WHAT TO PRODUCE - The records sit below this line. Repeat all of them exactly.

[Items from a dataset]
>>>
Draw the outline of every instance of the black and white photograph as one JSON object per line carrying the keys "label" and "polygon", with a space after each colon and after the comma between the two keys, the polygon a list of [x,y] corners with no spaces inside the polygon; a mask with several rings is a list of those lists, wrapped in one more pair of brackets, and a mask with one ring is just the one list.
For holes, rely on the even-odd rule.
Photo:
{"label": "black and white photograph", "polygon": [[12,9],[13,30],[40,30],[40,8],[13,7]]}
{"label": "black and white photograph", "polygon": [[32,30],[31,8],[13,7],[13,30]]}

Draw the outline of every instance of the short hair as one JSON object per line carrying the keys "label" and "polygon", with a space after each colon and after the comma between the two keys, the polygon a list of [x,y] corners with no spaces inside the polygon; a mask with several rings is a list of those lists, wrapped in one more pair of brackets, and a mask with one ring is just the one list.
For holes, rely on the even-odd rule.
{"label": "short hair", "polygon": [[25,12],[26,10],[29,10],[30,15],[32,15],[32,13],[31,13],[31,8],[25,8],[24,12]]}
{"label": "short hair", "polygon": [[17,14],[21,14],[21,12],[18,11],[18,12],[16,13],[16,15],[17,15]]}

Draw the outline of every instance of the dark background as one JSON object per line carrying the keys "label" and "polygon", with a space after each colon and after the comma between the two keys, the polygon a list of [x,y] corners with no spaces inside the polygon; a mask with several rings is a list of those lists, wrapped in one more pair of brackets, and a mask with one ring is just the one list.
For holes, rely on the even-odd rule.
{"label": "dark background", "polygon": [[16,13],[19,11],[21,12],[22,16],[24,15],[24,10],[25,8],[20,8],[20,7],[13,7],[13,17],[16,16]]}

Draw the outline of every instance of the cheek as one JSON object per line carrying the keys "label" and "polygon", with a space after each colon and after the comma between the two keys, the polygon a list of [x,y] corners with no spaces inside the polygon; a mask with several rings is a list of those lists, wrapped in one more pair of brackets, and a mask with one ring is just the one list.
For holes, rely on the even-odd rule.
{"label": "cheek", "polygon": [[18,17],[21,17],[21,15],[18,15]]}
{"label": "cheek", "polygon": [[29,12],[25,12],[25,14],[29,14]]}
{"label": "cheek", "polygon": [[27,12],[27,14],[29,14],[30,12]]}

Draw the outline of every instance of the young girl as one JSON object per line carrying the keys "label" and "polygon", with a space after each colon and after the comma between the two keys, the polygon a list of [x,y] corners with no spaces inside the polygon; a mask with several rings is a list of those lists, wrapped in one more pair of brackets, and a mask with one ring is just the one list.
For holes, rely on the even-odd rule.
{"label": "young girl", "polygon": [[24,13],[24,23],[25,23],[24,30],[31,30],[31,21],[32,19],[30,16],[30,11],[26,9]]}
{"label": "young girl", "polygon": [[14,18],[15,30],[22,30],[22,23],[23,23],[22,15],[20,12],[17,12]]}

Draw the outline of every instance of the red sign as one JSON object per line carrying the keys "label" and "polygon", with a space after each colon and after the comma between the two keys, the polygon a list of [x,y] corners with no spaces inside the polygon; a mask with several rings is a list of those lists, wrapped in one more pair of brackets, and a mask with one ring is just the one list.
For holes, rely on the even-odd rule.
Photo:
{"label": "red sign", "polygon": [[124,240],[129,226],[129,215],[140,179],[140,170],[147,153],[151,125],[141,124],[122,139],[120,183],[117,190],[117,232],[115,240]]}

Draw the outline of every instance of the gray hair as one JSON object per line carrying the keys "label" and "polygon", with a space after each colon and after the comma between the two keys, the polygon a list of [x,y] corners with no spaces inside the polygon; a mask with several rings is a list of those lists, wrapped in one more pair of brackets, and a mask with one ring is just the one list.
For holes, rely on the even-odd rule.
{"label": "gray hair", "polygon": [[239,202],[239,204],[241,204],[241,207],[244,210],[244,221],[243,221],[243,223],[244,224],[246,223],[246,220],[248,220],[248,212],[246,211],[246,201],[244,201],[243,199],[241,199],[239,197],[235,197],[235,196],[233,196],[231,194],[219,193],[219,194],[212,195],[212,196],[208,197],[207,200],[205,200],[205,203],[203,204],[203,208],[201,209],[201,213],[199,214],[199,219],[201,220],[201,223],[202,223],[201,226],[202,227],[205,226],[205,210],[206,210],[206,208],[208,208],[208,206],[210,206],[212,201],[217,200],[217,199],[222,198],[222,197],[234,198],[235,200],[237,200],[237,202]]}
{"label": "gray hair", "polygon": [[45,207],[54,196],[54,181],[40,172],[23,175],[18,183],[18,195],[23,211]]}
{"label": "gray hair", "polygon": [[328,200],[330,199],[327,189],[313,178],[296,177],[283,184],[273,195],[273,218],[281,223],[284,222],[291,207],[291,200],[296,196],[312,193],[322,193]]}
<<<
SOLUTION TO THE EXERCISE -
Draw the outline of every instance of the black and white photograph as one JSON object per line carrying the keys "label" and "polygon", with a space after each colon and after the comma between the two keys, the polygon a list of [x,y] corners with no spaces inside the polygon; a mask with several rings is a list of those lists, wrapped in one more pair of brackets, and a mask with one ring is just the one list.
For holes, rely on the even-odd rule.
Photo:
{"label": "black and white photograph", "polygon": [[12,9],[13,30],[40,30],[40,8],[13,7]]}
{"label": "black and white photograph", "polygon": [[32,30],[31,8],[13,7],[13,30]]}

Draw the outline of every instance of the short hair as one JSON object per line carrying the keys "label" and "polygon", with a space after each colon and after the comma between the two keys, the polygon a list of [x,y] corners with no spaces inside the polygon; a mask with several rings is a list of those lists, wrapped in one more pair of brackets, and a mask with one ring is just the one list.
For holes, rely on the even-odd rule.
{"label": "short hair", "polygon": [[25,12],[26,10],[29,10],[30,15],[32,15],[32,13],[31,13],[31,8],[25,8],[24,12]]}
{"label": "short hair", "polygon": [[17,14],[21,14],[21,12],[18,11],[18,12],[16,13],[16,15],[17,15]]}

Draw the outline of every instance of the dark background as one JSON object per line carrying the keys "label" and "polygon", with a space after each colon and after the comma between the two keys, the polygon a list of [x,y] corners with no spaces inside the polygon; a mask with several rings is a list of those lists, wrapped in one more pair of brackets, and a mask with one ring is just the one list.
For holes, rely on the even-odd rule.
{"label": "dark background", "polygon": [[16,13],[19,11],[21,12],[22,16],[24,15],[24,10],[25,8],[20,8],[20,7],[13,7],[13,17],[16,16]]}

Draw the outline of every instance of the cheek as one JSON object per line carrying the keys "label" and "polygon", with a space after each colon and after the comma between the two keys, the polygon a list of [x,y] corners with no spaces inside the polygon; a mask with several rings is a list of those lists, wrapped in one more pair of brackets, and a mask with one ring is just the one list.
For holes, rely on the even-odd rule.
{"label": "cheek", "polygon": [[18,17],[21,17],[21,15],[18,15]]}
{"label": "cheek", "polygon": [[29,12],[25,12],[25,14],[29,14]]}
{"label": "cheek", "polygon": [[27,12],[27,14],[29,14],[30,12]]}

Draw the outline of every instance of the young girl as one JSON object per line carrying the keys "label" and "polygon", with a space after each colon and after the comma between the two keys, the polygon a list of [x,y] corners with no spaces inside the polygon; a mask with several rings is a list of those lists, wrapped in one more pair of brackets, and a mask with one ring is just the one list.
For holes, rely on the even-odd rule.
{"label": "young girl", "polygon": [[24,13],[24,23],[25,23],[24,30],[31,30],[31,21],[32,19],[30,16],[30,11],[26,9]]}
{"label": "young girl", "polygon": [[14,18],[15,30],[22,30],[22,23],[23,23],[22,15],[20,12],[17,12]]}

Draw the outline of every instance of the red sign as one JSON object per line carrying the keys "label" and "polygon", with a space after each colon and after the comma between the two keys, the polygon a list of [x,y] corners with no spaces inside the polygon; a mask with several rings is a list of those lists, wrapped in one more pair of brackets, and a mask with one ring is just the one list.
For holes, rely on the even-odd rule.
Photo:
{"label": "red sign", "polygon": [[124,240],[129,226],[129,215],[140,179],[140,170],[147,153],[151,125],[141,124],[122,139],[120,183],[117,190],[117,232],[115,240]]}

Draw the outline of every instance of the gray hair as one JSON object per line carrying the keys "label" and "polygon", with a space after each colon and after the comma between the two keys, the polygon a list of [x,y] corners with no spaces inside the polygon; a mask with several rings is a list of those lists, wrapped in one more pair of brackets, and a mask with one ring is just the one list.
For holes, rely on the even-odd rule.
{"label": "gray hair", "polygon": [[239,202],[239,204],[241,204],[241,207],[244,210],[244,221],[243,221],[243,223],[244,224],[246,223],[246,220],[248,220],[248,212],[246,211],[246,201],[244,201],[243,199],[241,199],[239,197],[235,197],[235,196],[233,196],[231,194],[219,193],[219,194],[212,195],[212,196],[208,197],[207,200],[205,200],[205,203],[203,204],[203,208],[201,209],[201,213],[199,214],[199,219],[201,220],[201,223],[202,223],[201,226],[202,227],[205,226],[205,210],[206,210],[206,208],[208,208],[208,206],[210,206],[212,201],[217,200],[217,199],[222,198],[222,197],[234,198],[235,200],[237,200],[237,202]]}
{"label": "gray hair", "polygon": [[45,207],[54,196],[54,181],[40,172],[23,175],[18,183],[18,195],[23,211]]}
{"label": "gray hair", "polygon": [[328,200],[330,199],[327,189],[313,178],[296,177],[283,184],[273,195],[273,218],[281,223],[284,222],[291,207],[291,200],[296,196],[312,193],[322,193]]}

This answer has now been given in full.